-- CHALLENGE A --
Please print the records from the line containing "Where can you spot the shirt sleeve" through the last line of the records, word for word, and leave the picture out.

-- TEXT TO READ --
========================================

Keywords

1 Introduction

High-Performance Computing (HPC) has proven its great power in facilitating data-driven scientific discovery  [10]. Future HPC systems will be not only built for large-scale scientific computing, but also for big data analytics and artificial intelligence applications, which raises an ever-increasing demand for high-performance and highly reliable storage systems  [13, 15].

Conventional Hard Disk Drive (HDD)-based RAID architectures  [2] have been used as a key component of HPC storage systems over the past 30 years. However, due to the inherent mechanical characteristics of the rotating media in HDDs, HDD-based storage arrays are unable to meet the high IOPS, high bandwidth, and low latency requirements of the HPC applications with data-intensive problems  [7, 20, 24]. The new emerging NAND Flash-based Solid-State Drive (SSD) provides orders of magnitude lower latency and consumes less power than HDDs  [17,18,19]. SSDs are considered to entirely replace HDDs in future HPC storage systems. SSDs are first designed as the drop-in replacements of traditional hard disks with interfaces like SATA and SAS. However, the interface protocols were designed for hard disks which significantly limit the output performance of SSDs. This promotes the design and development of the Non-Volatile Memory express (NVMe) protocol that is capable of leveraging the internal parallelism of SSDs and reducing the software overhead in the I/O path  [14, 16, 22, 23]. NVMe SSDs have been rapidly emerging on the storage market and will be widely deployed in both data center and HPC storage systems soon.

As HPC systems have an urgent need for high-performance and highly reliable large-scale storage systems, using NVMe SSDs to build All Flash Array (AFA) can effectively meet the requirements simultaneously. However, existing storage array architectures have critical limitations in terms of software overhead in I/O path and parallelism exploitation of NVMe SSDs  [18, 19, 21, 23]. The workload characteristics of a certain HPC application can be latency-sensitive or throughput-oriented or continuously changing during the application lifespan. As the aggregate bandwidth can be easily achieved in large-scale parallel storage systems, obtaining low latency is more challenging. As the scalability of the PCI express (PCIe) bus cannot satisfy the connections of a large amount of NVMe SSDs in large-scale storage systems, NVMe over Fabrics (NVMeoF) protocol is proposed to extend the advantages of NVMe protocol to shared storage architecture  [4, 6]. NVMeoF offers a solution that separates storage from HPC compute node (CN) and connects storage to CN through a network fabric. Currently, NVMeoF can adequately support fabric transports like Remote Direct Memory Access (RDMA), TCP, and Fibre Channel (FC), how to efficiently integrate NVMeoF with in-house interconnection networks of specific HPC systems remains stagnant.

In this work, we consolidate the storage array trend towards integrating NVMe SSDs and NVMeoF target in a single storage server. We propose NV-BSP, an NVMe SSD-based Burst I/O Storage Pool, to leverage the performance benefits of NVMe SSD, NVMeoF Protocol, and RDMA networks in HPC storage systems. Specifically, NVM-BSP disaggregates NVMe SSDs from HPC compute nodes, which improves the storage resource utilization and enhances the scalability of HPC storage systems. NV-BSP employs fine-grained chunks rather than physical NVMe SSD devices as the RAID-based data protection areas, which avoids an entire NVMe SSD participating data reconstruction and achieves load balance without data redirection or migration. NV-BSP exploits a high concurrent I/O processing model to alleviate the performance overhead from lock contention and context switch in critical I/O path, which enables the performance of NV-BSP increasing linearly with the number of NVMe SSDs and CPU cores.

========================================

-- PROVIDED ENTRIES --
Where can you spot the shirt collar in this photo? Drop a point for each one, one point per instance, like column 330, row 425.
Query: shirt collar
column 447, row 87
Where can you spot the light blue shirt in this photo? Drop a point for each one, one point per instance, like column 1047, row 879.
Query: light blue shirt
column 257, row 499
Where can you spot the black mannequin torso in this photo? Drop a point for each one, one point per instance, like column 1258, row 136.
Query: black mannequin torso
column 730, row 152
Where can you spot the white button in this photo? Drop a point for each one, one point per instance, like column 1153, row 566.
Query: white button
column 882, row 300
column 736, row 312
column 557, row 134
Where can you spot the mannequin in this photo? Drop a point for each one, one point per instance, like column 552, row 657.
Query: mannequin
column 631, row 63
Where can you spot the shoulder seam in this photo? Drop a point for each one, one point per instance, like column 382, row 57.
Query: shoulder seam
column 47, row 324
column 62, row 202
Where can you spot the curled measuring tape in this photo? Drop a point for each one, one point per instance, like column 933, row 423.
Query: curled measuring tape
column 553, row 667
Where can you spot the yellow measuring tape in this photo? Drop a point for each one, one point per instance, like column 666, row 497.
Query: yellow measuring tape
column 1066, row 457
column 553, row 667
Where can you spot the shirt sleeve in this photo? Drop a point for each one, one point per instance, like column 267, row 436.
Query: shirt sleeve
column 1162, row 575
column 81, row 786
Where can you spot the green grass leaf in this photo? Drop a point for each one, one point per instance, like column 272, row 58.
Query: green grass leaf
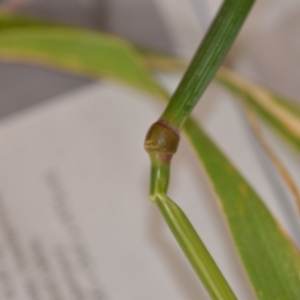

========================================

-- CHALLENGE B --
Answer these questions on the passage about HPC storage:
(i) For how many years have HDD-based RAID architectures served as a key component of HPC storage systems?
(ii) Which fabric transports can NVMeoF currently support?
(iii) What does NV-BSP use as its RAID-based data protection areas in place of physical NVMe SSD devices?

-- EXERCISE ANSWER A --
Where can you spot the shirt sleeve in this photo? Drop a point for each one, one point per instance, like column 267, row 436.
Query: shirt sleeve
column 1162, row 575
column 81, row 786
Where can you spot the green grass leaf in this photo? Drop a point for each one, one point per instance, like column 272, row 58.
Query: green grass leaf

-- EXERCISE ANSWER B --
(i) Over the past 30 years.
(ii) Remote Direct Memory Access (RDMA), TCP, and Fibre Channel (FC).
(iii) Fine-grained chunks.